ASSIGNMENT:
Each entry that appears below should be restated word for word.

INFORMATION SUPPLIED:
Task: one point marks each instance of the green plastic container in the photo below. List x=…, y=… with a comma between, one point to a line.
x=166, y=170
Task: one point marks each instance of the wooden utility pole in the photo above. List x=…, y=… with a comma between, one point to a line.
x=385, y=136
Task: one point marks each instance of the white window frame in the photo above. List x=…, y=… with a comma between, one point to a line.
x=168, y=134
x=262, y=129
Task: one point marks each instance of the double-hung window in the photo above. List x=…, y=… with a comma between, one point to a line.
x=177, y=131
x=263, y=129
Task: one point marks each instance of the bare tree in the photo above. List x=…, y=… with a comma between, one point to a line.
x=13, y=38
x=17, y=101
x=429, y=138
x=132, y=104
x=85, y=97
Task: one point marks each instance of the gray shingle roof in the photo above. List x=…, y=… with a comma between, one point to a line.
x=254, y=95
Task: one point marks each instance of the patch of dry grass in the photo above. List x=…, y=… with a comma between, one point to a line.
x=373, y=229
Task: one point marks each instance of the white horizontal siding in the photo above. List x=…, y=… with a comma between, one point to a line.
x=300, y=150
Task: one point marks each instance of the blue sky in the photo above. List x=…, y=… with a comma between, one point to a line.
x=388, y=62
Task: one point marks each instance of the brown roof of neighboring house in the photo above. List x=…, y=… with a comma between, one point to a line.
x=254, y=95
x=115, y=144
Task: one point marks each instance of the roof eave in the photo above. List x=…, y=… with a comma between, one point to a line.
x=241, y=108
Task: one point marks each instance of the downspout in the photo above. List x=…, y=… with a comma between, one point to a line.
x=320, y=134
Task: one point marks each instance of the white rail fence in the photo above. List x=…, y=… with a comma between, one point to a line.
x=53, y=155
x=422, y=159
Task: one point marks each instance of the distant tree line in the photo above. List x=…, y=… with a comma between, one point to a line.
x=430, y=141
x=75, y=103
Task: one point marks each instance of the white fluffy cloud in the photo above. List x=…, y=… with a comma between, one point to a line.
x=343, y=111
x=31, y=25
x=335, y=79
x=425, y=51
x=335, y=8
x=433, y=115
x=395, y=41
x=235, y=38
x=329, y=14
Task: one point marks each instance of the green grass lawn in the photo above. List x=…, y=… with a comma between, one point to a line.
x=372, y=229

YOUR SOLUTION:
Task: one point marks each instance of the green plastic container in the photo below. List x=…, y=… with a comma between, one point to a line.
x=166, y=170
Task: one point marks each instance of the wooden utility pole in the photo above. List x=…, y=… with a comma between, one point to a line.
x=385, y=136
Task: one point marks each instance of the white window frame in the photo above. List x=…, y=… with a comma between, one point to a line.
x=168, y=134
x=262, y=129
Task: one point marks each instance of the double-hung window in the photo above. List x=…, y=… with a comma between, one point to a line.
x=177, y=131
x=263, y=129
Task: one point marks each instance of the bare tree in the photo above. List x=…, y=… with a comma between, one point to a line.
x=13, y=38
x=17, y=101
x=429, y=138
x=132, y=104
x=85, y=97
Task: one point marks each instance of the gray shingle roof in the photo above. List x=…, y=… with a comma between, one point to a line.
x=254, y=95
Task: one point marks each instance of the patch of dry grass in the photo above. List x=…, y=… with a comma between, one point to a line.
x=373, y=229
Task: one point marks each instance of the white horizontal siding in the photo above. List x=…, y=… with a comma between, one point to a line.
x=300, y=150
Task: one point marks each instance of the blue sky in the photo above. List x=…, y=… with a comma between, one point to a line.
x=388, y=62
Task: one point marks each instance of the brown roof of neighboring house in the photo above. List x=…, y=… with a comma between, one point to a line.
x=254, y=95
x=115, y=144
Task: one point marks each instance of the roof eave in the photo above. List x=…, y=… with a comma between, one point to a line.
x=241, y=108
Task: one point marks each instance of the downspout in the photo above. List x=…, y=… with a comma between, one point to a line.
x=320, y=134
Task: one point marks each instance of the white rail fence in the photo above. List x=…, y=… with a comma between, one point to a line.
x=53, y=155
x=422, y=159
Task: one point marks each instance of the distant tree line in the photo above. List x=…, y=… with a comma between, one point to a line.
x=430, y=141
x=75, y=103
Task: one point marks each instance of the white fluffy cloud in the photo above. List x=…, y=… with a comma between, one point to a line.
x=343, y=111
x=31, y=25
x=335, y=79
x=425, y=51
x=335, y=8
x=433, y=115
x=395, y=41
x=235, y=38
x=329, y=14
Task: one point marks each instance of the green grass lawn in the photo above. List x=…, y=… with a comma between, one point to a line.
x=372, y=229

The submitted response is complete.